TEXT BLOCK
- Opening Delimiter -

The seroprevalence of anti-hantavirus IgG antibodies detected in this study is higher than that reported in the serological survey conducted by Souza et al.¹⁰ Despite using similar techniques, they observed 1.97% seroprevalence in the samples from the urban and rural areas of four municipalities of the Santa Catarina State. In another study conducted in cities near the border between Brazil and Argentina, still in the State of Santa Catarina, they found a 3.5% seroprevalence¹¹. The highest reported level of infection with an index of 4.7% was found in the City of Cássia dos Coqueiros, located in the State of São Paulo, in the Southeast region¹². It is important to point out that most of the HCPS cases occurred in the Southeast of the country, along with the South region.

Recently, in the study conducted by Vieira et al.¹³, high anti-hantavirus IgG seroprevalence of 13.6% was shown in the City of Sinop in the Mato Grosso State. The study site may justify this in part because the state has the second highest number of HCPS cases nationwide. Vieira et al. also reported higher seropositivity among women from urban areas, differing from our data with a higher seropositivity among men (71%) and from rural areas (4.4%). It is known that hantavirosis is considered primarily a rural disease and, consequently, rural dwellers as well as individuals who are often in contact with the rural area comprise a risk group. Therefore, there are numerous studies from other areas of Brazil demonstrating considerable serological prevalence for hantavirus in men living in rural areas, a fact that seem to link hantavirus infection and field-related activities^7,14.

Although the risk group for hantavirus is comprised mainly of men in their productive years (aged 20 to 39 years) residing in the rural areas⁵, nevertheless, serological surveys for hantavirus should also be carried out in the urban areas. Residents of urban areas also have links to the field, through work or field-related activities which might increase the risk of exposure to rodent reservoirs^11,13. Thus, when the questionnaire was administered, a majority of the population expressed having experienced situations considered to enhance the risk for hantavirus infection, including rural tourism (74%) and exposure to house cleaning in the countryside, sheds, and other similarities (71%). Direct and indirect contact with rodents was also common (81%). Hence, it would be interesting to develop a standardized questionnaire, with a score involving risk activities, since the frequency of performing these activities could better correlate with the risks of viral infection.

In epidemiological studies in Brazil, the Araraquara Hantavirus genotype was detected in the rodent Necromys lasiurus, being found in the Cerrado, a predominant biome in the state⁴. In this context, in a study carried out in Ribeirão Preto-São Paulo and Minas Gerais State, near the State of Goiás where sequenced genetic material were collected in patients during the acute phase of infection, showed a high homology with the N gene and partial S segment sequences from the Araraquara virus^15,16. Thus, it is possible that the hantavirus-related morbidities occurring at these sites are caused by this virus, however, it is necessary to carry out viral identification in the future owing to the possibility of other circulating genotypes in this region.

During the course of the study, efforts aimed to raise awareness among the population, through the dissemination of information regarding hantavirosis. Hence, self-explanatory folders on the disease were provided as information regarding symptoms, means of transmission and prevention measures. Our results suggest that most of the participants were unaware of the disease (~ 80%). This reinforces the need for public health measures aimed at raising awareness about the risks of hantavirus. In addition, epidemiological data from the present study provides insights for future studies using molecular biology tools for the identification of hantavirus associated with HCPS and other antigenically related viruses in this region.

- Closing Delimiter -

Please reproduce part of the hantavirus passage word for word, beginning at the words "In epidemiological studies" and stopping after the words "genotypes in this region.". The material after this comes from a source unrelated to the hantavirus passage.

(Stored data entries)

- Opening Delimiter -

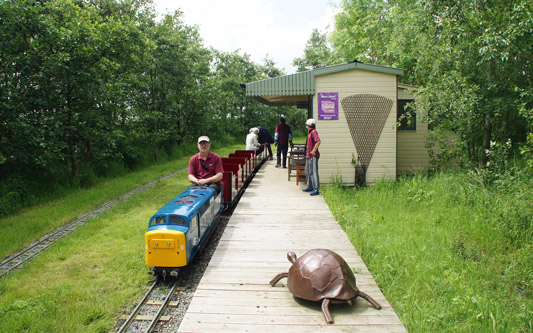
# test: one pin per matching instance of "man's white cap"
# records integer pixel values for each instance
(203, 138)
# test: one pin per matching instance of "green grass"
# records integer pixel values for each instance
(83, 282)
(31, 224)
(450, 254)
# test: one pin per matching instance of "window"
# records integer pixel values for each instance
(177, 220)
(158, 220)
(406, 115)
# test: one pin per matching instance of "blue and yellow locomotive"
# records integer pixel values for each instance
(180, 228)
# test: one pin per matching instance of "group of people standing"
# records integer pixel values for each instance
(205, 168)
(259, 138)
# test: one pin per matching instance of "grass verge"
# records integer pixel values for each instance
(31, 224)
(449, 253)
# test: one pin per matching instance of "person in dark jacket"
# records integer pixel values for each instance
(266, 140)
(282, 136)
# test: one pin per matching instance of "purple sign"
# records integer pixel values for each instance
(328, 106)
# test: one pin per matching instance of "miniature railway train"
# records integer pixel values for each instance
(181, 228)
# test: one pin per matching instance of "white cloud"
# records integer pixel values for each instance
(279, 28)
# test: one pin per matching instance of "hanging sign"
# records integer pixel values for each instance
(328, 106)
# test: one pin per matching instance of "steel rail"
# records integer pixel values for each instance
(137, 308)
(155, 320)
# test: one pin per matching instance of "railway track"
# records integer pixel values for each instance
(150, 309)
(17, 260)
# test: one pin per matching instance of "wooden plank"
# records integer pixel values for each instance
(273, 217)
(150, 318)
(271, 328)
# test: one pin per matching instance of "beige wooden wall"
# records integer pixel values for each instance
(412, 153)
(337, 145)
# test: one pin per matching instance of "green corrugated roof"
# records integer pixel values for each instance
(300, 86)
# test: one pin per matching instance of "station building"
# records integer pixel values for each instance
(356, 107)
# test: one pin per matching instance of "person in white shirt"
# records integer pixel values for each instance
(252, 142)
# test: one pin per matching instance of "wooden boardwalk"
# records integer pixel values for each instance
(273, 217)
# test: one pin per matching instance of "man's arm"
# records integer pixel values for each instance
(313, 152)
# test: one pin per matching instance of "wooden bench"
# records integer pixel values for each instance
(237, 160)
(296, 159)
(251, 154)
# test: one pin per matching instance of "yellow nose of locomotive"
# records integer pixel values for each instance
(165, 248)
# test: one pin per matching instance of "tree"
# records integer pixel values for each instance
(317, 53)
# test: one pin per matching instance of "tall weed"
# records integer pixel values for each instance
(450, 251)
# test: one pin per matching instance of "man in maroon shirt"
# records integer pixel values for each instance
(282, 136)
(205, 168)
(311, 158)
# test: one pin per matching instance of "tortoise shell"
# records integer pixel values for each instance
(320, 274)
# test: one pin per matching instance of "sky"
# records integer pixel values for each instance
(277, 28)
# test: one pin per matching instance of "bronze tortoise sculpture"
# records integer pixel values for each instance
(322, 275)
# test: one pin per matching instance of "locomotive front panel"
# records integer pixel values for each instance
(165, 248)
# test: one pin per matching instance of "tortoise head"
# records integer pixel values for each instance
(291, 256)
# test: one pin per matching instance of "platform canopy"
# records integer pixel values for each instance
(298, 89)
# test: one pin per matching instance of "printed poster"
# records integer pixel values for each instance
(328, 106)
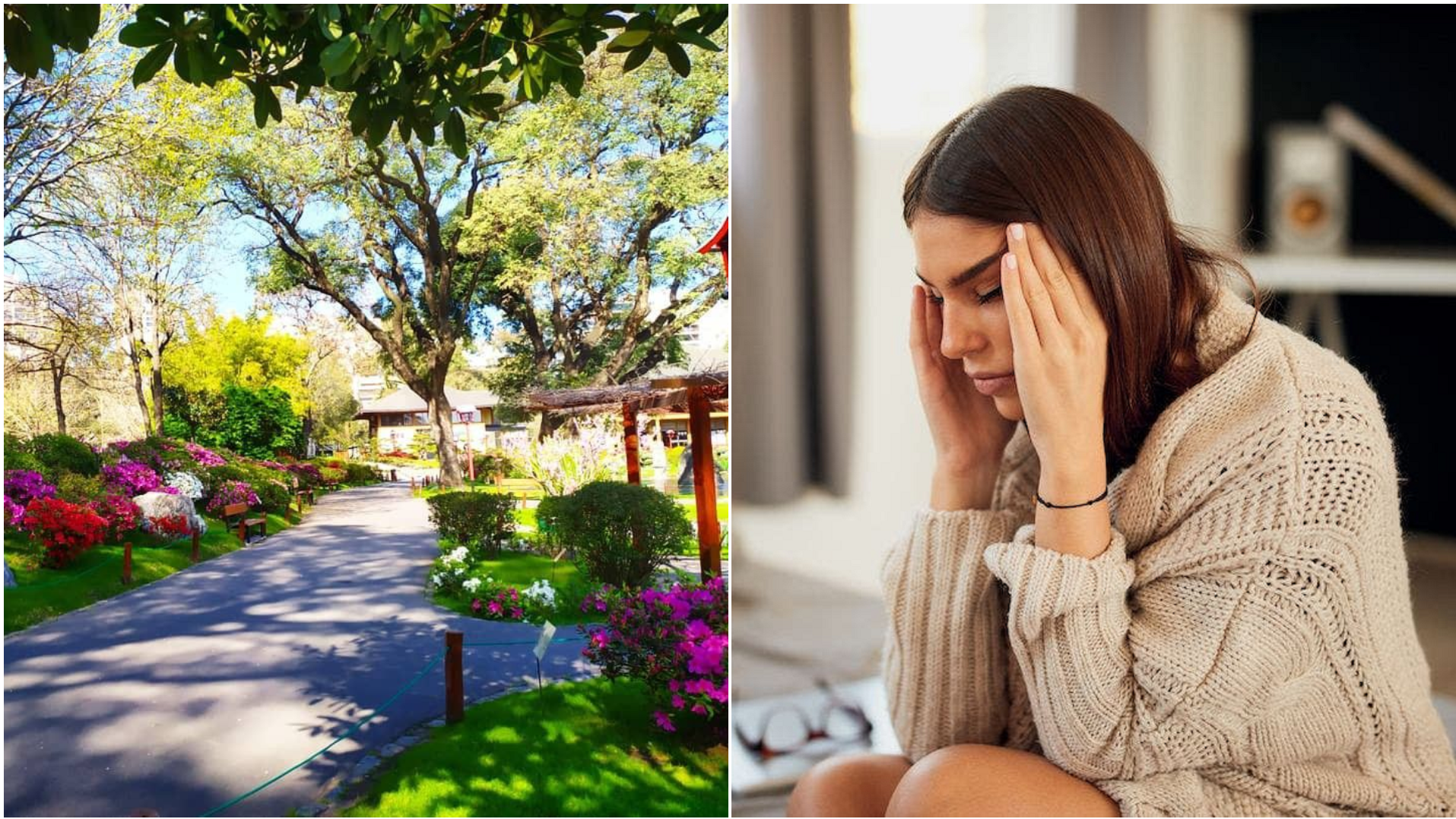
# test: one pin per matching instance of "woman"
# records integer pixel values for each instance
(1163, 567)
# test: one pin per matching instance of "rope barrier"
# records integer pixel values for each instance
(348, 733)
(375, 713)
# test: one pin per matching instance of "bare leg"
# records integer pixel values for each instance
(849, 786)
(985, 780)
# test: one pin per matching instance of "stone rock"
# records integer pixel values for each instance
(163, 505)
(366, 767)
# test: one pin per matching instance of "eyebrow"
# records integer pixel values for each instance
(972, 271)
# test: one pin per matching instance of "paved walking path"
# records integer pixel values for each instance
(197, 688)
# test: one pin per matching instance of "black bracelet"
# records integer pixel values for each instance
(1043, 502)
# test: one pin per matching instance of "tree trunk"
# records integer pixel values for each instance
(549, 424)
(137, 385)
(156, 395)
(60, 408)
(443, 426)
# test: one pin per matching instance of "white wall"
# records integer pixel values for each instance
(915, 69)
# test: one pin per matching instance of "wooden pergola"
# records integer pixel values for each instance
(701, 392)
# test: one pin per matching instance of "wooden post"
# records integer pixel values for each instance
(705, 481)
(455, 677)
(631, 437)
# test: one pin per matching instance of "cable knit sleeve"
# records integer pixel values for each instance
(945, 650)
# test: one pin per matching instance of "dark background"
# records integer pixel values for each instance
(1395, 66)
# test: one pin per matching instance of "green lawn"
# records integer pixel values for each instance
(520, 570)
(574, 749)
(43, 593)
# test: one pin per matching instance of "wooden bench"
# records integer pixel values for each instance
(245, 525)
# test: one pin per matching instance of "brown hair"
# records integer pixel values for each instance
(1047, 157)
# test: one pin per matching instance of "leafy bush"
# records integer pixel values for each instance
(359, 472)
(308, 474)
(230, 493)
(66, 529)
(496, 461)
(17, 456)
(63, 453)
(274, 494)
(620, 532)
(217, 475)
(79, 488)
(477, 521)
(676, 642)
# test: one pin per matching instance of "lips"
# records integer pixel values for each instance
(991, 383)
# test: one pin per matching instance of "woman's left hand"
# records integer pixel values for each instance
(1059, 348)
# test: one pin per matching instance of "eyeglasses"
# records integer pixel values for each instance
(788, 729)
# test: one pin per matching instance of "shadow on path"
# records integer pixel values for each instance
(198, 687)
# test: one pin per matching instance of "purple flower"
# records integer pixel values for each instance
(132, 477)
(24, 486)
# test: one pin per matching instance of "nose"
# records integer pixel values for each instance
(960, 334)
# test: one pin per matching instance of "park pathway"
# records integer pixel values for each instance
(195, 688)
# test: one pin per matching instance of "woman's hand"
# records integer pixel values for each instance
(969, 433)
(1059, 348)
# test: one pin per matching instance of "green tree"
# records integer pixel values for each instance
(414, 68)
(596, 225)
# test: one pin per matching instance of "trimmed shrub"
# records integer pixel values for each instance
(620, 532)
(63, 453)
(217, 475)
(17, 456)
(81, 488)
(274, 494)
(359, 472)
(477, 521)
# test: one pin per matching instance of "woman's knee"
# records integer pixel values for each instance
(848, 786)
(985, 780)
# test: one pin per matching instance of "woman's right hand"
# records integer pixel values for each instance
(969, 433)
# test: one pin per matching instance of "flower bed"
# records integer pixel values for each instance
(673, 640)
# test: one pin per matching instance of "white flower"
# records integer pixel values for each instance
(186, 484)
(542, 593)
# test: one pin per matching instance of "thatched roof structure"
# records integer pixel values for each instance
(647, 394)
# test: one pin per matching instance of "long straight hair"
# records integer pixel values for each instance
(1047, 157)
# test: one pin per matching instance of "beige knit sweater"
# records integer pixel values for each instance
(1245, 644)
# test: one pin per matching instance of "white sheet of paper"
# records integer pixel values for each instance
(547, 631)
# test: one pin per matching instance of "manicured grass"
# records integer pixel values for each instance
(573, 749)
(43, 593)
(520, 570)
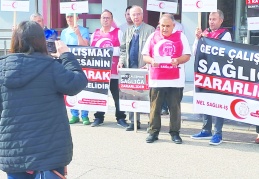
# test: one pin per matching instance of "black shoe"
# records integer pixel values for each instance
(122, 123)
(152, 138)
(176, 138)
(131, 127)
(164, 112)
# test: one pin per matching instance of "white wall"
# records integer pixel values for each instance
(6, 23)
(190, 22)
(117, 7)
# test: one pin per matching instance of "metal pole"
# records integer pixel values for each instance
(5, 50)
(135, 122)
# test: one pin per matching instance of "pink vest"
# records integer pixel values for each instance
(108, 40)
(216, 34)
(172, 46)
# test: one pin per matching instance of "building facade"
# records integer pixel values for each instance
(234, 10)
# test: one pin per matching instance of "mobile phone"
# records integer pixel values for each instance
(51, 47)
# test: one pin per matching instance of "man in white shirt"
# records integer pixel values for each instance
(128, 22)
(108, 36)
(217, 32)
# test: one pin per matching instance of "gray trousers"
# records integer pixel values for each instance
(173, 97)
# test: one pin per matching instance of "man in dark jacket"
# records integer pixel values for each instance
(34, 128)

- Closing Delimiter -

ANSWER BELOW
In epidemiological studies in Brazil, the Araraquara Hantavirus genotype was detected in the rodent Necromys lasiurus, being found in the Cerrado, a predominant biome in the state⁴. In this context, in a study carried out in Ribeirão Preto-São Paulo and Minas Gerais State, near the State of Goiás where sequenced genetic material were collected in patients during the acute phase of infection, showed a high homology with the N gene and partial S segment sequences from the Araraquara virus^15,16. Thus, it is possible that the hantavirus-related morbidities occurring at these sites are caused by this virus, however, it is necessary to carry out viral identification in the future owing to the possibility of other circulating genotypes in this region.